TEXT PASSAGE
____

As per Dr. Weerakoon, Sri Lanka first needs a competitive export sector on ground and a real exchange rate. “We can’t do that overnight as we have an history of an overvalued exchange rate simply because our macros hasn’t been on a stable position,” she added. Explaining why Inability to tap the tariff regime was pointed out as a key reason why Sri Lanka missed to capitalise in terms of its industrial policy.
“The main reason is that it contributes to the Government revenues. We are not willing to bring down our Customs tariffs again for the obvious reasons of the fiscal policy,” the veteran economist said.
Noting that debt restructuring is the last option because it is very complex and costly affair for an economy like Sri Lanka, Dr. Weerakoon said: “How do we get out? I think our options are running out.”
Verité Research Executive Director Dr. Nishan De Mel said Sri Lanka’s key economic challenge remains managing the external debt repayments in the next five years, while focusing on growth.
Although the country is in an economic crossroads, he said a debt restructuring exercises could be explored.

____

Excerpts from point annotation data
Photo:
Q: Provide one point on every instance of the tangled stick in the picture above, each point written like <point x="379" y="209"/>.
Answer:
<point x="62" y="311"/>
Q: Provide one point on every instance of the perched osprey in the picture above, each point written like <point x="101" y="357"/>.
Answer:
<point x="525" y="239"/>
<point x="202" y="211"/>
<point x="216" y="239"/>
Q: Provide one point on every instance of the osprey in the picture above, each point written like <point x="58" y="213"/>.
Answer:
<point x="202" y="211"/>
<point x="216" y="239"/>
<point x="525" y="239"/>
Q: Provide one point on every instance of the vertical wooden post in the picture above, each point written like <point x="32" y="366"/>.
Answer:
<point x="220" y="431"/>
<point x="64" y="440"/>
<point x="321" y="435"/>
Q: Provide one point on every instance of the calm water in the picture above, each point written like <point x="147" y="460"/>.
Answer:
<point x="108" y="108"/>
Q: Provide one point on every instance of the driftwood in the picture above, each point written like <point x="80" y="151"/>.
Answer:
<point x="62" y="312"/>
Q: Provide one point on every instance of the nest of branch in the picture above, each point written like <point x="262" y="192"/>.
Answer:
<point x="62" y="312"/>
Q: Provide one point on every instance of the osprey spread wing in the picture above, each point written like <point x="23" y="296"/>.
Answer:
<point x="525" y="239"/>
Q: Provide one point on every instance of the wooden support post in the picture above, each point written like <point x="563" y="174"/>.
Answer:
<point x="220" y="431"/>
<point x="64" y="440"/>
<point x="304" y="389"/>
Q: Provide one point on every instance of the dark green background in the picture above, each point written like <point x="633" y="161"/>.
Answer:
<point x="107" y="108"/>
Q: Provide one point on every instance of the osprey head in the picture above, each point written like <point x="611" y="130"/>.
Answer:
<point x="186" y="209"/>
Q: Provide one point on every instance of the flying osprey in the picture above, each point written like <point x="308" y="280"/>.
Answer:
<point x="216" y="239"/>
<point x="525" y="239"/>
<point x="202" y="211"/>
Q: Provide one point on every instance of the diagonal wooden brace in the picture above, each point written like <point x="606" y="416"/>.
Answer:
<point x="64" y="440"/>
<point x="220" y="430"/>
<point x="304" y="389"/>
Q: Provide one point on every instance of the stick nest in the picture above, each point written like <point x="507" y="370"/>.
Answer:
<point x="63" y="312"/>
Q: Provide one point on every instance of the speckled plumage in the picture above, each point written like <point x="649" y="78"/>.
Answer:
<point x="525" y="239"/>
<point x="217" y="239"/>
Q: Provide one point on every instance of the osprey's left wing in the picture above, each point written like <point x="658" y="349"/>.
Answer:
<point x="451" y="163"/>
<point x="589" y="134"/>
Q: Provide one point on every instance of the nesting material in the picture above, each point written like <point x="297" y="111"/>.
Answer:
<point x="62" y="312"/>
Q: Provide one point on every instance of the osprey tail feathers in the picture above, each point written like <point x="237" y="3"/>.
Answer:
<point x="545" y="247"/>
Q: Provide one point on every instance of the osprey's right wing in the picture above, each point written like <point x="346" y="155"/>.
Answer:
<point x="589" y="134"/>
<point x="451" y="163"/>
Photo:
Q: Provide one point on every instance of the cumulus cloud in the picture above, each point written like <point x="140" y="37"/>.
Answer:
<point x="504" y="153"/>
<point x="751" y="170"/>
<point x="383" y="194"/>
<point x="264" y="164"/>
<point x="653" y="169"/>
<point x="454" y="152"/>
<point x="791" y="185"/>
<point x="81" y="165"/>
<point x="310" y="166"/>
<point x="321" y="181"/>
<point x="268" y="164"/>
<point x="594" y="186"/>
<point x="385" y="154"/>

____

GOALS
1. Count the lines of the entries that contain the string "wooden", treating uppercase and lowercase as different, and reply with the number alone.
2. Extend the passage on Sri Lanka's economic challenges, picking up right after its final sentence.

RESPONSES TO THE EXERCISE
1. 3

2.
He also explained on four steps approach from an in-house analysis that can make debt repayment more sustainable.
“Firstly, the interest rates on local debt can be no higher than inflation interest rates and secondly on foreign denominated loans can’t be higher than GDP growth. Then there are two other conditions that Sri Lanka needs to do more about. One is the primary deficit – that is the deficit after paying interest – which should be less than 60% of GDP growth – that means if the GDP growth is 5%, primary deficit can’t be more than 3%.
“The fourth is that depreciation of the currency can be no higher than inflation, and that brings us to the fifth step because currency depreciation today is not based on the fundamental mismatch in global crisis vs Sri Lankan crisis,” he explained.
Asian Development Bank (ADB) Regional Economic Advisor – South Asia Regional Development Rana Hasan fully agreed with Dr. Nicholas argument on industrialisation of the East Asian economies.
It was pointed out that South Asian countries need to upgrade its global competitiveness, move up the global value chains to unleash its true potential in industrial development.
He said Sri Lanka in particular has done well in the areas of skill migration whilst calling for more flexible labour laws to strengthen the sector.
“Urbanisation and land management are some of the lesson for Sri Lanka can learn from the successful East Asian economies. The investors need to be provided with vibrant and flexible amenities,” Hassan asserted.